- **List of tasks**
(1) Answer these questions from the hunger scale text, one line each:
(a) Who wrote the official Intuitive Eating book?
(b) How does a 4 on the scale feel?
(c) What three things should a food journal record?
(2) Write out the part of the hunger scale text from "Learning as You" up to and including "by arbitrary numbers.", word for word.

- **Exercise text**
════════
The hunger scale is referred to often in the official Intuitive Eating book, written by Evelyn Tribole and Elyse Resch. They have a scale between 1 and 10, where you figure out how hungry or full you are, in order to start listening to your body’s cues when it is time to eat, and when you should stop eating.
But this is just a guide – you still have to figure out your own body and your own hunger and fullness cues. Here are some tips for understanding and using your own hunger and fullness scale.
The Hunger and Fullness Scale
First of all, there is a hunger and fullness scale that was created by the authors of the Intuitive Eating book. The scale starts at 1 where you are ravenously hungry, and goes to 10 where you are uncomfortably full, to the feeling of being sick. You can use this as a resource to decide if you are a 4 (feel like your stomach is slightly empty, but not starving yet), or an 8 (a little bit too full, starting to feel uncomfortable). Use it as a guide, but add notes so that you understand your own body’s cues.
click here for an example hunger and fullness scale eng
Assigning Your Own Hunger Feelings to the Scale
Write down a scale from 1-10, remembering that 1 is the hungriest you could be, and 10 is the fullest you could be. Then assign your own feelings to each part of the hunger scale. You can use the scale in the Intuitive Eating as a guide, though many people have also put together what their own scale is.
You want to personalize it to what you feel, making notes about where you think you are on the scale when you experience things like fatigue, growling stomach, burning sensation in your stomach, dizziness, or increased salivation.
Learning as You Go
Don’t forget that this is not a linear process. Be patient with yourself as your body changes, and you start listening to the signals it is giving you. Intuitive eating and learning what your hunger cues are is going to take time and resilience. Don’t get frustrated and just go back to dieting. It’s hard because you have been conditioned to ignore whether you feel hungry or full, and instead go by arbitrary numbers.
Keeping a Food Journal
You do want to be careful with writing down what you eat, but for many people, it can be useful when it comes to how you feel during and after a meal. Do NOT write down any macros or calories, or even portion sizes if you don’t feel it is necessary. What you want to do is write down how hungry you felt before a meal, what you ate, and how you felt after the meal. Did you stop when you were satiated, or were you a little too full, and just kept eating? This is something to keep record of and notice the changes over time.
════════
- **Entries provided**
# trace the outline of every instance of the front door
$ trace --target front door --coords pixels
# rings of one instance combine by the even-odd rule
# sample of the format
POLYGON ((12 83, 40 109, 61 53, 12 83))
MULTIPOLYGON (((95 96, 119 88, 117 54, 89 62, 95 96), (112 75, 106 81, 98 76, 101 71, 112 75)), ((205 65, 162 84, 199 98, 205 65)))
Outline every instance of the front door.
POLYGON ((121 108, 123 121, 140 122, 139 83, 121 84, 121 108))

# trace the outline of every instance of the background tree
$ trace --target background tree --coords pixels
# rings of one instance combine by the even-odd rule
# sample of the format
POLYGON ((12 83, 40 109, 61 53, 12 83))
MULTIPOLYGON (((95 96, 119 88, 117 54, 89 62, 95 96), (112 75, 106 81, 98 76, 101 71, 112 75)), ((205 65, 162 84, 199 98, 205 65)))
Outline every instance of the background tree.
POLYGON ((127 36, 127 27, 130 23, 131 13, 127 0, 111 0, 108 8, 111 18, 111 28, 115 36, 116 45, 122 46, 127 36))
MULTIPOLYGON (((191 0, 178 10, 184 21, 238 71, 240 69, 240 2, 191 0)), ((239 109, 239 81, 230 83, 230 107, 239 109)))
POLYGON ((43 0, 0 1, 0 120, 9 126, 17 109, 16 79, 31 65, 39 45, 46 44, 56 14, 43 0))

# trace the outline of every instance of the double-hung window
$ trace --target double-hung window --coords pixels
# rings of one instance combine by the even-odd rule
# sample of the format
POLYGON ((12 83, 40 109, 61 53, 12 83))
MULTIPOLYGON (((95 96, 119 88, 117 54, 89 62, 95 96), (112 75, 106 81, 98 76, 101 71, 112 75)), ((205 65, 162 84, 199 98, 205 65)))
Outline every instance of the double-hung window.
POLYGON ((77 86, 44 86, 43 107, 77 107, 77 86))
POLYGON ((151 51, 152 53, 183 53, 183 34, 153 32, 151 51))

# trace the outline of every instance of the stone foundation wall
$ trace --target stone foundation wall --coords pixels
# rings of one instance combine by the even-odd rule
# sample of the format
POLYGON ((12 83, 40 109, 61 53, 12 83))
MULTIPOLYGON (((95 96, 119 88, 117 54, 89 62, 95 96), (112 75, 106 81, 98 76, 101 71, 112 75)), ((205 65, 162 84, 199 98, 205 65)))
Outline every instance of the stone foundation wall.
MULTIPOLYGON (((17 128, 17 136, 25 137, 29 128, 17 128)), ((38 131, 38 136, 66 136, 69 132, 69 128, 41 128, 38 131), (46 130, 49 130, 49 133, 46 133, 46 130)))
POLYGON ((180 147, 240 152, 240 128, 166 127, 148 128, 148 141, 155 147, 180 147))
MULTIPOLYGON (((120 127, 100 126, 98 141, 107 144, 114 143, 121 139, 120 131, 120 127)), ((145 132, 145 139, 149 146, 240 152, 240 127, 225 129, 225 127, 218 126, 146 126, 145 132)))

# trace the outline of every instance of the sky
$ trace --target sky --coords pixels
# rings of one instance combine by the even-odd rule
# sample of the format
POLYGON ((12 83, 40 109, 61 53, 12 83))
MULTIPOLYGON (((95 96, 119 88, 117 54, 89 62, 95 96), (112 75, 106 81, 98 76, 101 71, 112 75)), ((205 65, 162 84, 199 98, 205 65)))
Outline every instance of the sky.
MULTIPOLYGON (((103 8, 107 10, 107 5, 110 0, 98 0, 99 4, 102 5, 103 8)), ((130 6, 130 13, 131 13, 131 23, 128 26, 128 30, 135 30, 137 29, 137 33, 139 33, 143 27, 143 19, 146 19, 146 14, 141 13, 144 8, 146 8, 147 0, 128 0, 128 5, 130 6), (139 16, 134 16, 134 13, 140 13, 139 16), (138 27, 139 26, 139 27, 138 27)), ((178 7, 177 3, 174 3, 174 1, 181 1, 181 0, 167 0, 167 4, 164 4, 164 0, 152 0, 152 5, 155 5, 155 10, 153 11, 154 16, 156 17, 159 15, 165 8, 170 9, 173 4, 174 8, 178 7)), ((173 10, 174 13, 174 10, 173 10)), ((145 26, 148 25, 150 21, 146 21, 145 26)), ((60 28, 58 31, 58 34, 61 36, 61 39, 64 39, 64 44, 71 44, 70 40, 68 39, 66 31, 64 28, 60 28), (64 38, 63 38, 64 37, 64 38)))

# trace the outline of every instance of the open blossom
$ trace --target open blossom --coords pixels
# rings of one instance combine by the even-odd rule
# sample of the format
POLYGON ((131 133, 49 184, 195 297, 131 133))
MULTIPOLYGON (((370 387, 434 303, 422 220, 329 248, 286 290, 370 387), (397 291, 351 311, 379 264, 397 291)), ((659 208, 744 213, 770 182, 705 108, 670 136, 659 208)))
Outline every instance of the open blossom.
════════
- **Numbered responses**
(1)
(a) Evelyn Tribole and Elyse Resch
(b) The stomach feels slightly empty, but not starving yet.
(c) How hungry you felt before a meal, what you ate, and how you felt after the meal.

(2)
Learning as You Go
Don’t forget that this is not a linear process. Be patient with yourself as your body changes, and you start listening to the signals it is giving you. Intuitive eating and learning what your hunger cues are is going to take time and resilience. Don’t get frustrated and just go back to dieting. It’s hard because you have been conditioned to ignore whether you feel hungry or full, and instead go by arbitrary numbers.